• _Work instruction_
Please transcribe the data that follows exactly as given, leaving out every picture.

• _The input_

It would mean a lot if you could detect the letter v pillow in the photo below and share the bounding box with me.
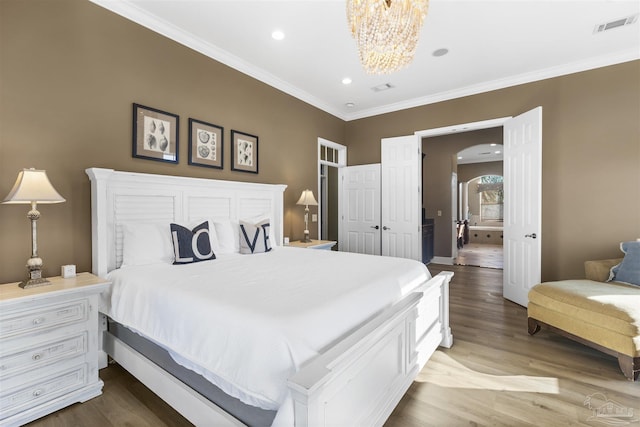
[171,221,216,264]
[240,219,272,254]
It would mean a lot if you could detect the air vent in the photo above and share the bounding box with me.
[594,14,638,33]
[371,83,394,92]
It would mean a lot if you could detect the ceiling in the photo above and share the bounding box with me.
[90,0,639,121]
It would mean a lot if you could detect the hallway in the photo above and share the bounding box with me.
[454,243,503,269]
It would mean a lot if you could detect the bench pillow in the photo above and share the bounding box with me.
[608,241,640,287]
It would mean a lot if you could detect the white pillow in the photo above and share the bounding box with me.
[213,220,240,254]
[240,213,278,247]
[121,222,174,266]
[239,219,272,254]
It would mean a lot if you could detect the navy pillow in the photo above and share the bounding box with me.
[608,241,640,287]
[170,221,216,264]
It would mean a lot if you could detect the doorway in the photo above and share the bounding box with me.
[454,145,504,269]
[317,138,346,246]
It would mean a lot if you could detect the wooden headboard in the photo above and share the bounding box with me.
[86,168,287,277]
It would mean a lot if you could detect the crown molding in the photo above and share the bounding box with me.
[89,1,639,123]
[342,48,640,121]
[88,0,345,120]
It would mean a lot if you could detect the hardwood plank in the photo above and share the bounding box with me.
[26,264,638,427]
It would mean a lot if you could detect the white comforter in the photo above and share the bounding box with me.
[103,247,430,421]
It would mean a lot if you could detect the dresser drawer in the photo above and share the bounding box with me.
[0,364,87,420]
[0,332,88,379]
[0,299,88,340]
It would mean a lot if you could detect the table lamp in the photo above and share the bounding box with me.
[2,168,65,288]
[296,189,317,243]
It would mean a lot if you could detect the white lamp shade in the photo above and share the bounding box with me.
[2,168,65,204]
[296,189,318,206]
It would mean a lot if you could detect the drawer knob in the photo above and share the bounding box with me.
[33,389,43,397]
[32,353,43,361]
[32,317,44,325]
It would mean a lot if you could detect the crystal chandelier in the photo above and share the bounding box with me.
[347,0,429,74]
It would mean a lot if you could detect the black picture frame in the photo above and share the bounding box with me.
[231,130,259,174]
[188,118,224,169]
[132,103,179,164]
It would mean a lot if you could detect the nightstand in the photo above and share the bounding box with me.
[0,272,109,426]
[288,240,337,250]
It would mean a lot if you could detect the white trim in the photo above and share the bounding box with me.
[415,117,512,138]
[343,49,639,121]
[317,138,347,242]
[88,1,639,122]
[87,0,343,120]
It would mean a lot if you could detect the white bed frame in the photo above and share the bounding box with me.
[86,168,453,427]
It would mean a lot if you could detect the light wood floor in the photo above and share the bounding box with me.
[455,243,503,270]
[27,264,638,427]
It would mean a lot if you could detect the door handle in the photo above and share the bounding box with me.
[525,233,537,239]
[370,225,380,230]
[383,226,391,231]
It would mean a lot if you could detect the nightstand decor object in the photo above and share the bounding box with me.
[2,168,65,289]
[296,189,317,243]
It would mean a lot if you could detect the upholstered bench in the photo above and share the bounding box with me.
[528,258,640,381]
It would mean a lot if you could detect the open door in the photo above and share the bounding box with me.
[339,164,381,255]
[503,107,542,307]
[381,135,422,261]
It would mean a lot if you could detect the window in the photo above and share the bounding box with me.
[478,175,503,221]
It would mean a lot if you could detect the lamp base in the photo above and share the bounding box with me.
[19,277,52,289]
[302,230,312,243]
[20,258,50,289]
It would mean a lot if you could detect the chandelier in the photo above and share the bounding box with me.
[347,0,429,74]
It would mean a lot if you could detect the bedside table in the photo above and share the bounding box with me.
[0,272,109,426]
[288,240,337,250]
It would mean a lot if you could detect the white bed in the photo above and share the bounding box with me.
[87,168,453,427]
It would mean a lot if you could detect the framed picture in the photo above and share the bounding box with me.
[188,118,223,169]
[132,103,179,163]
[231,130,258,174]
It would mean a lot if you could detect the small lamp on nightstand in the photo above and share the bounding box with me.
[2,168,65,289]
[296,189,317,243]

• _Answer box_
It would mean a lot if you could detect the letter v pillow in the photo below and share the bounding box with me.
[171,221,216,264]
[240,219,272,254]
It would mean a lot if you could detect the air vent in the photo above and share the bounding box with me.
[594,14,638,33]
[371,83,394,92]
It would mean a lot if you could detect the ceiling in the photo above and share the bounding box with me.
[90,0,639,121]
It would mean a lot if you could detect the hallway in the photo above and share the bounding box with me.
[454,243,503,269]
It would mean a lot if you could detect the bench pillow in the photo above and share the bounding box with me.
[608,241,640,287]
It would mean a lot if you could detect the white pillow in the photo above and share the bounding box with me.
[213,220,240,254]
[240,213,278,247]
[121,222,174,266]
[239,219,272,254]
It would mean a lot if you could detect the navy pillow in the photo above and share the bounding box with me.
[608,241,640,287]
[170,221,216,264]
It would mean a lot if you could detect the doorway in the photo above and share the bounding box with me.
[454,145,504,269]
[317,138,346,246]
It would mean a lot if you could detect the wooden headboard in the photo above and share the bounding box with me.
[86,168,287,277]
It would mean a lot if you could detect the crown molding in the photo above and share the bounding box with me.
[89,1,639,123]
[342,48,640,121]
[88,0,345,120]
It would mean a lot if you could detect the hardwood plank in the photo above and share the bounding box with me.
[26,264,638,427]
It would mean a lot if you could detect the white comforter in the photo above and share the bounding box with me.
[103,247,430,421]
It would mean a lot if you could detect the dresser drawer in the photo above and share the bounding box with me.
[0,364,87,420]
[0,332,88,379]
[0,299,88,340]
It would mean a lot if you could detect the table lamp in the photo above and share the bounding box with me.
[2,168,65,288]
[296,189,317,243]
It would mean a lot if you could detect the white lamp shade in the photo above and share the bounding box with me.
[2,168,65,204]
[296,189,318,206]
It would mean a lot if you could detect the drawer knob in the photo above and share the bounding box with me.
[33,389,43,397]
[32,353,43,361]
[32,317,44,325]
It would mean a lot if you could detect the crystal chandelier in the photo above and share the bounding box with me.
[347,0,429,74]
It would mean a lot if you could detect the black picture frame in the photo above and share the bounding box with me.
[231,130,259,174]
[188,118,224,169]
[132,103,179,164]
It would mean a lot if you could detect the nightstand in the photo above and share the bounding box with me.
[0,272,109,426]
[288,240,337,250]
It would mean a lot if you could detect the white trim in the photo above and share the bounding box with me.
[415,117,512,138]
[343,49,639,121]
[317,138,347,242]
[88,1,639,122]
[87,0,343,120]
It would mean a lot if you could detect the white bed frame in the photo above and share the bounding box with me.
[86,168,453,427]
It would mean a lot if you could detect the light wood floor in the photo above and share the bounding box with me.
[455,243,503,270]
[27,264,638,427]
It would mean a lot if you could detect the door handle in the photo above and share the bounding box with me.
[525,233,537,239]
[370,225,380,230]
[383,226,391,231]
It would mean a lot if you could detect the nightstand decor object in the photo above and share the bounding box with me.
[2,168,65,289]
[296,189,317,243]
It would mean a lot if you could detect the upholstered bench in the photo above and share the bounding box with me.
[528,258,640,381]
It would mean a lot if you could detect the open door in the photo above and share the bounding box with me.
[339,164,381,255]
[503,107,542,307]
[381,135,422,261]
It would mean a lot if you could detect the window in the photo above and share the bounding box with me.
[478,175,503,221]
It would mean a lot if you could detect the lamp base in the photo above and share the bounding box with me.
[19,277,52,289]
[302,230,312,243]
[20,258,50,289]
It would mean a lot if you could detect the chandelier in the photo above and share the bounding box with me.
[347,0,429,74]
It would mean a lot if you could detect the bedside table in the photo above and share the bounding box with me.
[0,272,109,426]
[288,240,337,250]
It would mean a lot if you could detect the white bed in the photo above and share the bounding box with me.
[87,168,453,427]
It would mean a lot if you could detect the framed picture in the photo above and share the bounding box with me.
[188,118,223,169]
[132,103,179,163]
[231,130,258,174]
It would mean a lot if you could detect the small lamp on nightstand in the photo above and share the bounding box with me.
[2,168,65,289]
[296,189,317,243]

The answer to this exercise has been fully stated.